Text for analysis START

4. Read the outputs read the outputs holy shit just read the code the model generated

Build the context progressively. If you’re going to be working on the peanutgallery_module ask the model early in the conversation to go learn more about peanutgallery_module. Then, for the rest of the conversation, the model’s mental picture of the system you’re working with will be grounded in actual specifics. The Explore agent is your friend. As per the suggestion earlier in the post you must plan the conversation ahead of time. In-context learning. The model is now a certified expert on your peanutgallery_module and can make any change you desire because each attribute of the module is front-of-mind.

Anthropic removed the thinking trace (I have my theories) from Claude Code but it can be added back with showThinkingSummaries: "Show thinking summaries in the transcript view (ctrl+o). Default: false." I have tons of success both in Pi.dev and Claude Code with reading the model’s thinking trace, rewinding the chat, and specifying things the model will discover on its own. Sometimes I even just copy/paste parts of its trace into the rewound input.

This comes back to my fourth pillar of “Read the outputs read the outputs holy shit just read the code the model generated”. More people disagree with this every day however I will die on this hill. I can hold two things in my hand. The model IS getting exceptionally good at writing code BUT there is no computer (or person) in the world that can accurately generate exactly the result you are looking for. If you are writing code deliberately and you should be then it stands to reason that you treat a coding agent like BIG autocomplete. MASSIVE autocomplete. ACTUALIZE YOUR IDEA IN ONE ASTONISHING LEAP autocomplete. If the response is subpar or doesn’t align with your knowledge of the broader application architecture then decline it it and make the model try again till the output is sufficient. Some people say that this is slow and tedious but remember writing code by hand? That was for the birds. This is much better.

Text for analysis END

- [Apply what you read]:
1) Answer these questions about the text on coding agents:
(a) Which agent does the text call your friend?
(b) Which setting brings the thinking trace back in Claude Code?
(c) What should you do with a response that doesn't align with your knowledge of the broader application architecture?
2) In the text on coding agents, list every description placed before the word "autocomplete".
3) Continue the text on coding agents after its final sentence.
Nothing in the listing is needed for this work.

Record extracts START

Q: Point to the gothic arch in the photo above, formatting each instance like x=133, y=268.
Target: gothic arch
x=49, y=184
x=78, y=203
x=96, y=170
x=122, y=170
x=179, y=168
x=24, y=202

Record extracts END
Record extracts START

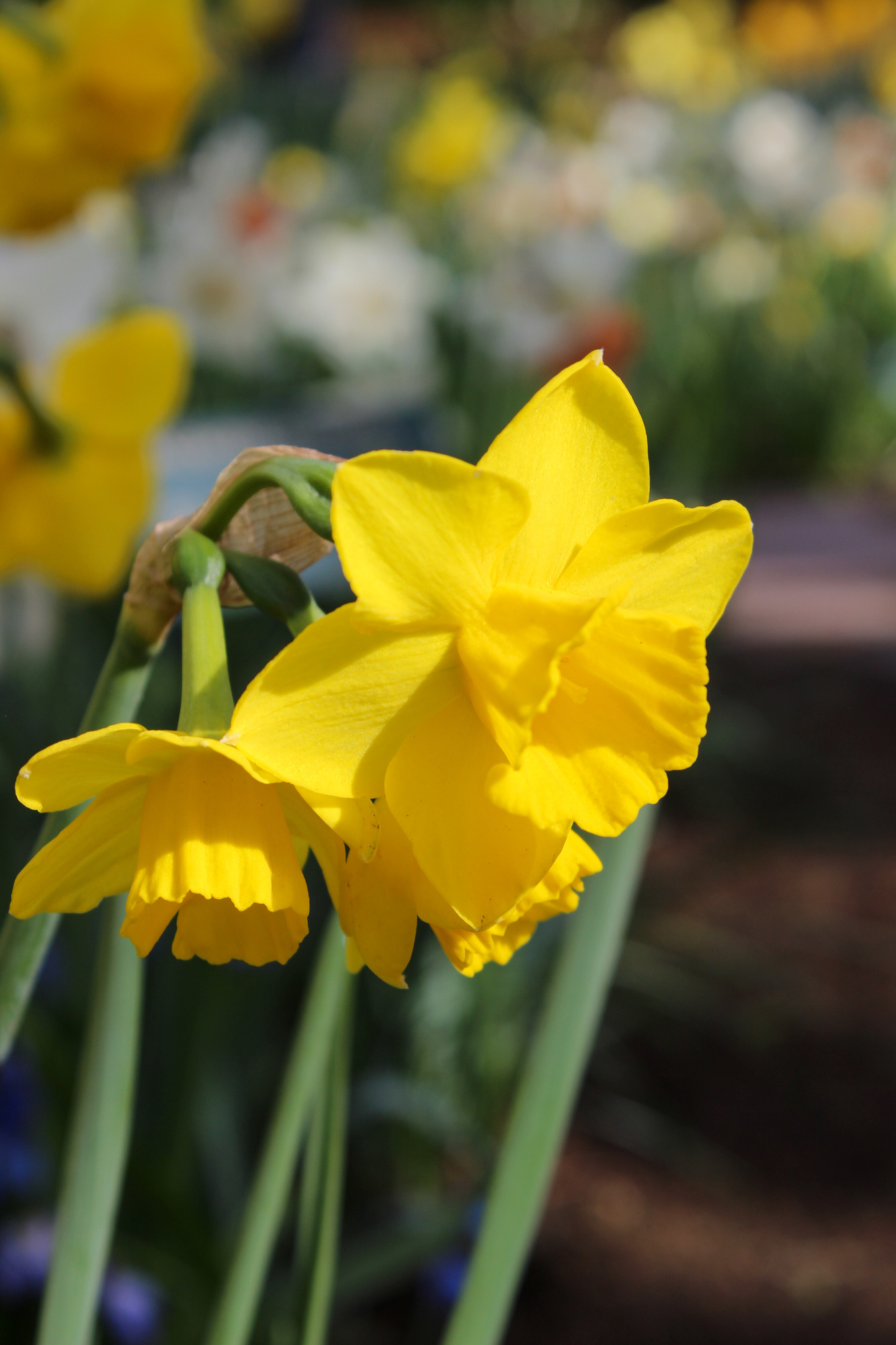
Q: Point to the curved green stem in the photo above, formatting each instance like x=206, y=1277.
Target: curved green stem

Record extracts END

- [Results in order]:
1)
(a) The Explore agent.
(b) showThinkingSummaries.
(c) Decline it and make the model try again until the output is sufficient.

2)
- BIG
- MASSIVE
- ACTUALIZE YOUR IDEA IN ONE ASTONISHING LEAP

3)
Do not accept substandard outputs. Don’t ask for it again. Rewind the conversation ask better next time. Use what you learned from the bad output to preempt wrong choices the model may make on the next attempt.

In closing, I want to directly address the concept of absolute accountability. Transformers and large language models are the direct result of what you put into them. The model is reflecting your intent, clarity, and discipline. By treating the interaction as a puzzle worth solving it zooms you out to vantage point where you can see the Model as The Other and plan your moves carefully. Not every prompt needs to get deep into the weeds where you're adversarially prompting to model to squeeze the last 0.01% out of it but the broad theme applies. Do not turn your brain off when talking to a transformer. Your mind must shift from remembering syntax to managing the lens of the conversation and enforcing your standards for outputs. There are no 'hacks' for a good prompt.

By the way: Say please. Collaborators say please. Collaborators get more done.


Further reading:


TL;DR for habitual skimmers:

  • Stop the brain dumps. Flooding the context window with waterfall text makes the AI stupid. Give it exact, tight instructions.
  • Attention is zero-sum-ish. The more fluff you include in a prompt, the less the model pays attention to what actually matters.
  • Once it starts typing, you're hostage. Frontload your rules. You cannot change its mind mid-generation.
  • Hijack its psychology. Steal its robotic catchphrases (like "Now I'd like you to...") to force it onto the tracks you want, or pit its desire to be "helpful" against its base training to stop its annoying conversational tics.
  • Use concept cheat codes. Tell it to "tune it like a carburetor." It already knows what that means, so you don't have to waste 50 words explaining the algorithm. Compress your intent into highly loaded concepts.
  • Try really hard to take the time to read the code. If it spits out garbage, do not ask it to patch it. Hit rewind, figure out why your prompt failed, write a better one, and try again. It is MASSIVE autocomplete.
  • Own the failure. Own your side of the failure first. Before blaming hallucination, ask whether your prompt, context, constraints, or review process made the bad output likely.